Material for the task:
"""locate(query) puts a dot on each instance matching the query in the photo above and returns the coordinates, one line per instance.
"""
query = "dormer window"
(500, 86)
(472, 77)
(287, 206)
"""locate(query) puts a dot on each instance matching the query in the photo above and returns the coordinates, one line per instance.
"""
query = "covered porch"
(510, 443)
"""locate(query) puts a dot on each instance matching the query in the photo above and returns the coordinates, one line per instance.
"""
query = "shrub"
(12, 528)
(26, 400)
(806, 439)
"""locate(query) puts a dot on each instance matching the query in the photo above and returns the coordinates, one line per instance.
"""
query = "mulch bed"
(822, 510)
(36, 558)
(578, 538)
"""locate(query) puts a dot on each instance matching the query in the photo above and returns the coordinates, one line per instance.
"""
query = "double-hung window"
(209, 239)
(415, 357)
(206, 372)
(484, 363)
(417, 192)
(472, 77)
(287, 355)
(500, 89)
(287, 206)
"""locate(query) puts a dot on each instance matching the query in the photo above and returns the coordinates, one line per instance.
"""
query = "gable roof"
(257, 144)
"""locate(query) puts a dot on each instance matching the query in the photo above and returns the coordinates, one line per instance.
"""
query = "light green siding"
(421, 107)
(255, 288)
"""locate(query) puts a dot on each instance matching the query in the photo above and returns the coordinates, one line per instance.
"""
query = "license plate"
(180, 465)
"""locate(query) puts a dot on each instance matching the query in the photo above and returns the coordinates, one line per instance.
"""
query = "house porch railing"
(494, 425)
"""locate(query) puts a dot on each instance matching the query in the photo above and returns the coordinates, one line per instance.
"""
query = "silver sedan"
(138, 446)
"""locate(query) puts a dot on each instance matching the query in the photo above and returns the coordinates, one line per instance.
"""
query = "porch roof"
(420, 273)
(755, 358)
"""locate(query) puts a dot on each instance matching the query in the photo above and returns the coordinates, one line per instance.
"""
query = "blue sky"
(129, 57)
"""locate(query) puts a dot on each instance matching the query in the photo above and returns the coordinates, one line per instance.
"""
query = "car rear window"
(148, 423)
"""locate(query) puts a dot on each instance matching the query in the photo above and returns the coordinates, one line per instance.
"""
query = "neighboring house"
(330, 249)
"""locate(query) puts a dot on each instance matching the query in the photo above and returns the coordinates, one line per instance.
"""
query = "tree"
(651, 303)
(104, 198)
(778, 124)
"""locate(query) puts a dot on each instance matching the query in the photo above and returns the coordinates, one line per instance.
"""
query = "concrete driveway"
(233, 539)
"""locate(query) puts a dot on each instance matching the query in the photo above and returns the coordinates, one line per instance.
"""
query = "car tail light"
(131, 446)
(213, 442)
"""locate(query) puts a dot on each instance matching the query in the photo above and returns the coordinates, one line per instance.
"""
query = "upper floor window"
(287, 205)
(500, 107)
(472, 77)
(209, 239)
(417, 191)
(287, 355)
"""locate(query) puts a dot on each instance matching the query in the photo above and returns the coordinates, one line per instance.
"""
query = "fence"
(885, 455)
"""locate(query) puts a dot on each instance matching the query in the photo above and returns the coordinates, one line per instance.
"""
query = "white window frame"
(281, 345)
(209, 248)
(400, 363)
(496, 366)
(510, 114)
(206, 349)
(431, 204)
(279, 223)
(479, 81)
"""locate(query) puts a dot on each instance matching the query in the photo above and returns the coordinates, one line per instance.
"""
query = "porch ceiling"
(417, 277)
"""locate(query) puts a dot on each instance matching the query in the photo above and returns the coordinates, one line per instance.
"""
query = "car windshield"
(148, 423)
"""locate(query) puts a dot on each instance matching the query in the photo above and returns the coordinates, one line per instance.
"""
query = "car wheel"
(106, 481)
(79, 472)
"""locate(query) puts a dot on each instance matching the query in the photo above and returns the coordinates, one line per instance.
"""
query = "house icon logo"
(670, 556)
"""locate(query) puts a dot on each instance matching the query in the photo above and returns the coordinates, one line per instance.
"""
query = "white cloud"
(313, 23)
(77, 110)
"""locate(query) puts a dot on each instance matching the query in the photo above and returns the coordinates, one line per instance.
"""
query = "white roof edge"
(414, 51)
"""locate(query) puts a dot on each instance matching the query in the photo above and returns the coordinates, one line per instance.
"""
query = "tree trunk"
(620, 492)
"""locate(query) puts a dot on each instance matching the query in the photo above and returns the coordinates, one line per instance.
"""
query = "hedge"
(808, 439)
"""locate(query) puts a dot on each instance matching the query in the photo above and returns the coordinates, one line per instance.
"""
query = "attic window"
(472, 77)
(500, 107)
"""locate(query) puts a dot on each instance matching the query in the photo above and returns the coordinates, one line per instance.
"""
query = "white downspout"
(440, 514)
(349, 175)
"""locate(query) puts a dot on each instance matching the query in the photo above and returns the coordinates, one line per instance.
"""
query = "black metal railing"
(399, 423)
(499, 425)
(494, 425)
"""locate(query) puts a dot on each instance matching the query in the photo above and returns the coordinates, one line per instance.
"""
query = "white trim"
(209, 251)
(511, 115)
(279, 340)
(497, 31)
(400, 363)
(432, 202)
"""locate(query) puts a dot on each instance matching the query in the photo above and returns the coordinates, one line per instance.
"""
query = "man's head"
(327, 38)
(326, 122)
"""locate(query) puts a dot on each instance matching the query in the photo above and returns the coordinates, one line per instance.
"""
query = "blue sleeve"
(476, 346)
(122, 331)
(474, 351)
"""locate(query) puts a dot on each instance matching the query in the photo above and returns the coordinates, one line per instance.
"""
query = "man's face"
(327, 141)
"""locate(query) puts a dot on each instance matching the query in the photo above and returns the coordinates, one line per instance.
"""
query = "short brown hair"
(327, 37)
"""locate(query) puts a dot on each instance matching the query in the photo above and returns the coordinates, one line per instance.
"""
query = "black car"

Written task:
Copy out each line of the entries above that contains the string "roof". Case counts.

Response for this exercise:
query = "gable roof"
query = "porch roof"
query = "white roof edge"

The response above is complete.